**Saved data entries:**
------------------------

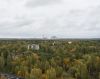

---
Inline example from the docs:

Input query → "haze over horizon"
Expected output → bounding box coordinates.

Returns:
[0,0,100,38]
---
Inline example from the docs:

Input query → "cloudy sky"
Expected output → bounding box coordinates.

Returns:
[0,0,100,38]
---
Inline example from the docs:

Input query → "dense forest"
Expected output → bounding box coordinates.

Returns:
[0,39,100,79]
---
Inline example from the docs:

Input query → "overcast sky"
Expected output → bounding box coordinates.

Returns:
[0,0,100,38]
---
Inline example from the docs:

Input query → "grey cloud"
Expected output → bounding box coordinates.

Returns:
[0,18,34,34]
[36,5,100,38]
[0,21,31,28]
[26,0,61,8]
[0,0,100,38]
[81,6,100,31]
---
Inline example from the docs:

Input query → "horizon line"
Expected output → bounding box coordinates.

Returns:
[0,38,100,40]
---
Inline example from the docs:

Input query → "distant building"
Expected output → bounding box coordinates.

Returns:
[28,44,40,50]
[68,41,72,44]
[52,41,56,46]
[51,36,57,39]
[42,35,48,39]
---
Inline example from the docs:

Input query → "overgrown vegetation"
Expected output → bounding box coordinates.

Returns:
[0,40,100,79]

------------------------

**Task details:** An exact copy of every entry above is required, without the pictures.

**Answer section:**
---
Inline example from the docs:

Input query → "haze over horizon"
Expected output → bounding box coordinates.

Returns:
[0,0,100,38]
---
Inline example from the docs:

Input query → "cloudy sky"
Expected output → bounding box coordinates.

Returns:
[0,0,100,38]
---
Inline example from the docs:

Input query → "dense forest"
Expected output → bounding box coordinates.

Returns:
[0,39,100,79]
---
Inline example from the docs:

Input query → "overcast sky"
Expected output → bounding box coordinates.

Returns:
[0,0,100,38]
---
Inline example from the docs:

Input query → "grey cloud"
Expected output → bounding box coordinates.

Returns:
[0,18,34,34]
[36,5,100,38]
[0,21,31,28]
[26,0,61,8]
[0,0,100,38]
[81,6,100,31]
---
Inline example from the docs:

Input query → "horizon line"
Expected output → bounding box coordinates.

Returns:
[0,38,100,40]
---
Inline example from the docs:

Input query → "distant building"
Expected output → bounding box coordinates.

Returns:
[28,44,40,50]
[68,41,72,44]
[52,41,56,46]
[51,36,57,39]
[42,35,48,39]
---
Inline example from the docs:

Input query → "overgrown vegetation"
Expected output → bounding box coordinates.

Returns:
[0,40,100,79]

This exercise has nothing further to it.